## YOUR ASSIGNMENT
Once you have read the listing, output it exactly and completely.

(Beginning of DATASET EXCERPTS)

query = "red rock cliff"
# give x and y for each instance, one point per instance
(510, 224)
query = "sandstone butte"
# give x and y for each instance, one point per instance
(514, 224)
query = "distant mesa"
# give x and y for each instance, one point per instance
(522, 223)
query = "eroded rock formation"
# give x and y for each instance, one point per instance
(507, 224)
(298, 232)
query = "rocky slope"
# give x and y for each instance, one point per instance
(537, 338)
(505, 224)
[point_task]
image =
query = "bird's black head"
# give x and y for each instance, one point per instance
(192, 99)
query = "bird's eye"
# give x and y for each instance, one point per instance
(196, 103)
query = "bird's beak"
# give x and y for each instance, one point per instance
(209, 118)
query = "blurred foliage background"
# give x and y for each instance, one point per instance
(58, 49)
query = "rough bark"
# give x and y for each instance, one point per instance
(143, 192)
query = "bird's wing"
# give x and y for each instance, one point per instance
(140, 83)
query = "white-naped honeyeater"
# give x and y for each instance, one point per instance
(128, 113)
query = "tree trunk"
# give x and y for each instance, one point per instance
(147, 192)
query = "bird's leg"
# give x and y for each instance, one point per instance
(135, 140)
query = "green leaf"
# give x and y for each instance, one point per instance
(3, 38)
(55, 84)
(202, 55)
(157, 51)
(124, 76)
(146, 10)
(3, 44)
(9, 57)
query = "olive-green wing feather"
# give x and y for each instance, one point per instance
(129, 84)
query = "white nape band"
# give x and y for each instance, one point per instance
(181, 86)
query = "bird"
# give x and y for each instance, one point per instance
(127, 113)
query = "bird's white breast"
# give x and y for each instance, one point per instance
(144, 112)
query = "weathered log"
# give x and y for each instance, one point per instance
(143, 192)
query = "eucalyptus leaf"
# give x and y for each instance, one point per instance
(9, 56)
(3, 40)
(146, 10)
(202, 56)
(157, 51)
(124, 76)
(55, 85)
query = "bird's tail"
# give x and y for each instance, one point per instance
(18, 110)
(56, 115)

(End of DATASET EXCERPTS)

## RESULT OF THIS TASK
query = "red rock cliff"
# give x and y for each instance, one point per instance
(510, 224)
query = "sandstone butte"
# give x and y for each instance, one point per instance
(514, 224)
query = "distant mesa"
# give x and y for each instance, one point per instance
(522, 223)
query = "eroded rock formation"
# give x and y for each instance, one point per instance
(507, 224)
(298, 232)
query = "rocky slope"
# give x and y for each instance, one point per instance
(537, 338)
(505, 224)
[point_task]
image =
query = "bird's black head"
# give x and y for each instance, one point per instance
(192, 99)
query = "bird's eye"
# give x and y for each instance, one point per instance
(196, 103)
query = "bird's beak"
# give x and y for each instance, one point per instance
(209, 118)
query = "blurred foliage background"
# give x and y for each instance, one point per instance
(58, 49)
query = "rough bark"
# give x and y for each instance, one point per instance
(143, 192)
query = "bird's wing"
# give x and y for each instance, one point per instance
(140, 83)
query = "white-naped honeyeater"
# give x and y for each instance, one point per instance
(128, 113)
query = "tree trunk"
# give x and y for each instance, one point per instance
(147, 192)
query = "bird's leg"
# give x and y for each instance, one point per instance
(135, 140)
query = "green leaf"
# give x and y for each instance, one point per instance
(3, 38)
(55, 84)
(202, 55)
(157, 51)
(124, 76)
(146, 10)
(3, 44)
(9, 57)
query = "olive-green wing feather"
# give x and y for each instance, one point per instance
(129, 84)
query = "white nape band"
# give x and y for each instance, one point per instance
(181, 86)
query = "bird"
# give x and y for each instance, one point per instance
(127, 113)
query = "bird's white breast"
# give x and y for each instance, one point per instance
(144, 112)
query = "weathered log"
# give x and y for each instance, one point per instance
(143, 192)
query = "eucalyptus leaf"
# give x and y for each instance, one point per instance
(9, 56)
(3, 40)
(146, 10)
(202, 56)
(157, 51)
(124, 76)
(55, 85)
query = "bird's tail"
# give x and y for each instance, one point per instance
(18, 110)
(56, 115)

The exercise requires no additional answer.